> Itens para processar
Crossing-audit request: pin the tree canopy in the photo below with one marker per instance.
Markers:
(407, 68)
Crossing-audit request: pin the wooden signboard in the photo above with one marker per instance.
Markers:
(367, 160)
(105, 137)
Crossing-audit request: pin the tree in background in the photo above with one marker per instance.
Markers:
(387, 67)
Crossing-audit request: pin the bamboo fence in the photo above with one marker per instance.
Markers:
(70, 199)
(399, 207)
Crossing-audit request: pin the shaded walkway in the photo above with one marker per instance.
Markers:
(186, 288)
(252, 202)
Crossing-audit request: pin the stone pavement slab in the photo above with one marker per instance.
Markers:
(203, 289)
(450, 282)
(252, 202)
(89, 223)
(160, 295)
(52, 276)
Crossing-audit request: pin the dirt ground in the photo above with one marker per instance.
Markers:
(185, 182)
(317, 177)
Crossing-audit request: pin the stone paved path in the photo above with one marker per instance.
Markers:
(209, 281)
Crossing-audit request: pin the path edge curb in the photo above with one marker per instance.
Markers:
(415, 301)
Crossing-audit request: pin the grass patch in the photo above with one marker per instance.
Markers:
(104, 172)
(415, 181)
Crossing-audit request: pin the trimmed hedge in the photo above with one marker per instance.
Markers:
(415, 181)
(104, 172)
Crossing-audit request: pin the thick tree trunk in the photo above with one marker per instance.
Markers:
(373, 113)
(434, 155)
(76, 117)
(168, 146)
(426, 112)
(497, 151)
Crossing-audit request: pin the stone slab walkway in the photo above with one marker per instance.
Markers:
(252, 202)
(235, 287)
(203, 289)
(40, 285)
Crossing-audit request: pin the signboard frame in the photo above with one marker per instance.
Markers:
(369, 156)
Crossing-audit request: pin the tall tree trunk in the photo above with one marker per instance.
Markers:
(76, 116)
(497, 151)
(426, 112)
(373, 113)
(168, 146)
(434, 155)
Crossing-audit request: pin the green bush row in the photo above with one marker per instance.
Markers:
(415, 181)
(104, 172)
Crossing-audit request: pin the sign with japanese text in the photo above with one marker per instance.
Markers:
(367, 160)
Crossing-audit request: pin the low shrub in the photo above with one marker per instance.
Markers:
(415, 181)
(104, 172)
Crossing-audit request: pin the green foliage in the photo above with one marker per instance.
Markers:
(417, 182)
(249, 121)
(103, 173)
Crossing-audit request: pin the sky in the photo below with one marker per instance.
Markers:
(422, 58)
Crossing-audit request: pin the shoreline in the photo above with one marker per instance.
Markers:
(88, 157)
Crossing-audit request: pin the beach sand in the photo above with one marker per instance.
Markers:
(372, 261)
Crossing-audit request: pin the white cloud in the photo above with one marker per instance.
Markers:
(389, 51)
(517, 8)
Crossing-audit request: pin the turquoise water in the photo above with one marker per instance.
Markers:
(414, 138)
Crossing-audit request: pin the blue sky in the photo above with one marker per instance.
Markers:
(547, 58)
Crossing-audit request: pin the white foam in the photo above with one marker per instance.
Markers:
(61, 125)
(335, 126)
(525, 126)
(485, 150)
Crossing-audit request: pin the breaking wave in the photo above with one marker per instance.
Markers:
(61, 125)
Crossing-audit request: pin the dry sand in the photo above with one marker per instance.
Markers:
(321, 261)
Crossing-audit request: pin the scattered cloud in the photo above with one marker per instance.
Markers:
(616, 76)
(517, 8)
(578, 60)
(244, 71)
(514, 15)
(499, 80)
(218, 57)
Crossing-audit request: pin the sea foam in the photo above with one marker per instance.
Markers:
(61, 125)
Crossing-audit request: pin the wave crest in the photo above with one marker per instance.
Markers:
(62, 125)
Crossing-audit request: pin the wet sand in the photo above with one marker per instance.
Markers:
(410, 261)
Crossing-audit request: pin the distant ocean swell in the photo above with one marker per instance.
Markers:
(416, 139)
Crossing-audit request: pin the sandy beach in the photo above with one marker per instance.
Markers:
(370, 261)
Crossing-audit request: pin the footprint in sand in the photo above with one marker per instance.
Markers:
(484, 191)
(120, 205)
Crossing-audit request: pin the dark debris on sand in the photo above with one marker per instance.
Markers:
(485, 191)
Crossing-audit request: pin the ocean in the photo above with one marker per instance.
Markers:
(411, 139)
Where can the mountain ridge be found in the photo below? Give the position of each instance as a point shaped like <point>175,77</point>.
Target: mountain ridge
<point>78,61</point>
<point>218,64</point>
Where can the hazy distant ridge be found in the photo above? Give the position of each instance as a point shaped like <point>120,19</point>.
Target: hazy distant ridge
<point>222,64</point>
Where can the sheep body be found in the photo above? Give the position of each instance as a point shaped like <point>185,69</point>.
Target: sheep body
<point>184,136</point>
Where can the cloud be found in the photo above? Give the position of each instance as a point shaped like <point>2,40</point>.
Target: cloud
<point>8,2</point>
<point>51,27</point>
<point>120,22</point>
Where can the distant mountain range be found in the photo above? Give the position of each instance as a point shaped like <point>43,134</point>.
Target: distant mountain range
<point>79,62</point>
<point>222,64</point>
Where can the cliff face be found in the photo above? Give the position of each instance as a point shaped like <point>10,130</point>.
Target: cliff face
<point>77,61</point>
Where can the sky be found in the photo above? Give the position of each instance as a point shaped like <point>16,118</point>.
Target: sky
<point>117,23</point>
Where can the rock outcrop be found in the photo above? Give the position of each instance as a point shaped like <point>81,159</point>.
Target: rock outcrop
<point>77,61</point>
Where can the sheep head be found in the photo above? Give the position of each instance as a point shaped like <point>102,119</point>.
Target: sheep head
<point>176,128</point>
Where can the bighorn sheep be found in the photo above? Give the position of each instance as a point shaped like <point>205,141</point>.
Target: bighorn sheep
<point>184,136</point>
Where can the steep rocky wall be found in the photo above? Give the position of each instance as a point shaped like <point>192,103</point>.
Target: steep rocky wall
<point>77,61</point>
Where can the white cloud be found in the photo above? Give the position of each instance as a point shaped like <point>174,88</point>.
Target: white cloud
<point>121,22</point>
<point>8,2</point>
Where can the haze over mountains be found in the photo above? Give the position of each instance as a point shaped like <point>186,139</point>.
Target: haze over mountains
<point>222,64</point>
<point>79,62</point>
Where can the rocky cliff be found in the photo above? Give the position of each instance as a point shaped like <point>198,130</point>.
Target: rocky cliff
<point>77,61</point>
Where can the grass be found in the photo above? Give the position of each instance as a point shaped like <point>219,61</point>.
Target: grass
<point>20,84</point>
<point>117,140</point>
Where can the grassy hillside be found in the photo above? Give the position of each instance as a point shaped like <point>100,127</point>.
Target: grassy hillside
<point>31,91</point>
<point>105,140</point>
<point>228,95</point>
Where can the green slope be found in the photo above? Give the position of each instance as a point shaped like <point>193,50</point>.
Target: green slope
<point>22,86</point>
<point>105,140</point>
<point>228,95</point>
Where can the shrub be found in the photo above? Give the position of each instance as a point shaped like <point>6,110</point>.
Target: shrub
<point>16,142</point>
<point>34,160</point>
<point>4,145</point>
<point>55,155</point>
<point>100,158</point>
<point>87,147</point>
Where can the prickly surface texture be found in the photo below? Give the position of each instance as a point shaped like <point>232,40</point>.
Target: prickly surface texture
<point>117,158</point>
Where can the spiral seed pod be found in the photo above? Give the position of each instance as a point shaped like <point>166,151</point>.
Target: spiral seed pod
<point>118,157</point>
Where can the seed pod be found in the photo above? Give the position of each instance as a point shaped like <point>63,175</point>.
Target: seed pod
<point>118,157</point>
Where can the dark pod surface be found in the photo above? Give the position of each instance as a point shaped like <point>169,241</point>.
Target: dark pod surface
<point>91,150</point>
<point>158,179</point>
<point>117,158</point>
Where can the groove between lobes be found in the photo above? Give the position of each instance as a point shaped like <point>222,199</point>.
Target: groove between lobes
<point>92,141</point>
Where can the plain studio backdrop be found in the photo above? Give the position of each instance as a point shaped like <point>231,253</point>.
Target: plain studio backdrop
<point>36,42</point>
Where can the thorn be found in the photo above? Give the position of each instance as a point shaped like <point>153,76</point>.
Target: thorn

> Sua tarefa
Por favor, organize em uma lista JSON de strings somente as linhas do trecho que vai da linha que contém "Where can the green" até a linha que contém "<point>87,147</point>", ambas incluídas. Cada linha deve virar uma string, e as linhas em branco ficam de fora.

> Resultado da tarefa
[
  "Where can the green slope be found in the photo above? Give the position of each instance as a point shaped like <point>193,50</point>.",
  "Target: green slope",
  "<point>22,86</point>",
  "<point>105,140</point>",
  "<point>228,95</point>",
  "Where can the shrub be found in the photo above? Give the position of each instance as a point shaped like <point>6,110</point>.",
  "Target: shrub",
  "<point>16,142</point>",
  "<point>34,160</point>",
  "<point>4,145</point>",
  "<point>55,155</point>",
  "<point>100,158</point>",
  "<point>87,147</point>"
]